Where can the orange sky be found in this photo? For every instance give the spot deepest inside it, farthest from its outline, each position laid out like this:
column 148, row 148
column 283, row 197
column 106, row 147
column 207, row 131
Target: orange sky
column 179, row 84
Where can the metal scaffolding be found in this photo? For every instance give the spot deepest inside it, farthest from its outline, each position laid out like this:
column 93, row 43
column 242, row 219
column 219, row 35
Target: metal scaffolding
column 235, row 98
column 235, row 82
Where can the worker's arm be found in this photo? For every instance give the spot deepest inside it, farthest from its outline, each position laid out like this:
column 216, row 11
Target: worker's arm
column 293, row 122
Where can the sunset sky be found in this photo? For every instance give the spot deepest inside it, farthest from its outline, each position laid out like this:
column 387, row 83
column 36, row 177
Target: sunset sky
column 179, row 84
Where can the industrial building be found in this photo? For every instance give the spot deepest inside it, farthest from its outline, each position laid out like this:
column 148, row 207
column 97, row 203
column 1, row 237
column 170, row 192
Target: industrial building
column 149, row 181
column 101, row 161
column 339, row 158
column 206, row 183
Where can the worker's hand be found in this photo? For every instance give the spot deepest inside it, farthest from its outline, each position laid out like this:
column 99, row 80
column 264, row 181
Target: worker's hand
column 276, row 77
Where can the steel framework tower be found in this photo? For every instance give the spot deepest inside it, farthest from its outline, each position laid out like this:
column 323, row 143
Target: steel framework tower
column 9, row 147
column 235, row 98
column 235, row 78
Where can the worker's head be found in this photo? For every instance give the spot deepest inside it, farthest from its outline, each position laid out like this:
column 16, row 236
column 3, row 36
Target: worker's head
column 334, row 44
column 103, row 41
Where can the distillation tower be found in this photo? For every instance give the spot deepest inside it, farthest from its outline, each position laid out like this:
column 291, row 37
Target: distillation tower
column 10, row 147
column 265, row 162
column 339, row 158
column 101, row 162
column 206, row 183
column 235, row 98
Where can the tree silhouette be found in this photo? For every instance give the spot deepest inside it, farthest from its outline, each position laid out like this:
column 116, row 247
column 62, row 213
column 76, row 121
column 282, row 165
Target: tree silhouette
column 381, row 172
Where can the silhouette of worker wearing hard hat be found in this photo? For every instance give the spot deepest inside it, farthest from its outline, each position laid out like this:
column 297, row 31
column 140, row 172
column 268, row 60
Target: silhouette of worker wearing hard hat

== WHAT TO DO ==
Copy out all of the data above word for word, with every line kept unchanged.

== EXERCISE ANSWER ==
Where can the orange sky be found in this photo? For every instance give the spot deepest inside it, farthest from its outline, each position laid out like this:
column 148, row 148
column 283, row 197
column 106, row 147
column 207, row 131
Target: orange sky
column 179, row 84
Where can the metal scaffolding be found in this photo? For every instance give the spot deepest inside it, farthest from its outline, each position laid out like this:
column 93, row 43
column 242, row 219
column 219, row 35
Target: metal scaffolding
column 235, row 98
column 235, row 82
Where can the worker's arm be found in this photo? For every instance give the spot deepest inside it, farthest from its outline, each position laid out like this:
column 216, row 11
Target: worker's arm
column 293, row 122
Where can the sunset sky be found in this photo? For every instance give the spot deepest inside it, farthest from its outline, each position laid out like this:
column 387, row 83
column 36, row 177
Target: sunset sky
column 179, row 84
Where can the industrial building be found in this photo? For every instance give the spot deepest inside it, farthest from its outline, each position laid out like this:
column 148, row 207
column 97, row 203
column 1, row 237
column 170, row 192
Target: industrial building
column 149, row 181
column 101, row 161
column 339, row 158
column 206, row 183
Where can the worker's hand be found in this photo? For every instance give the spot deepest inside it, farthest from its outline, each position laid out like this:
column 99, row 80
column 264, row 181
Target: worker's hand
column 276, row 77
Where can the steel framework tower be found in this photo? For every instance give the spot deepest inside it, farthest from its outline, each position laid out like this:
column 323, row 143
Target: steel framework tower
column 9, row 147
column 235, row 98
column 235, row 78
Where can the worker's head be found in this photo? For every instance give the spot deepest inside it, farthest from its outline, each position laid out like this:
column 16, row 236
column 3, row 36
Target: worker's head
column 334, row 44
column 103, row 41
Where can the distillation tower be found in this photo? For every instance give the spot deepest inside it, farthest from its outline, each position laid out like this:
column 291, row 37
Target: distillation tower
column 10, row 147
column 265, row 162
column 339, row 158
column 101, row 162
column 206, row 183
column 235, row 98
Where can the tree silhouette be found in this photo? For every instance give the spot deepest inside it, farthest from its outline, each position laid out like this:
column 116, row 247
column 62, row 213
column 76, row 121
column 282, row 165
Target: tree silhouette
column 381, row 172
Where can the silhouette of worker wearing hard hat be found in this photo? For every instance give the spot deepest inside it, farthest from its outline, each position laid out like this:
column 297, row 31
column 140, row 172
column 268, row 60
Target: silhouette of worker wearing hard hat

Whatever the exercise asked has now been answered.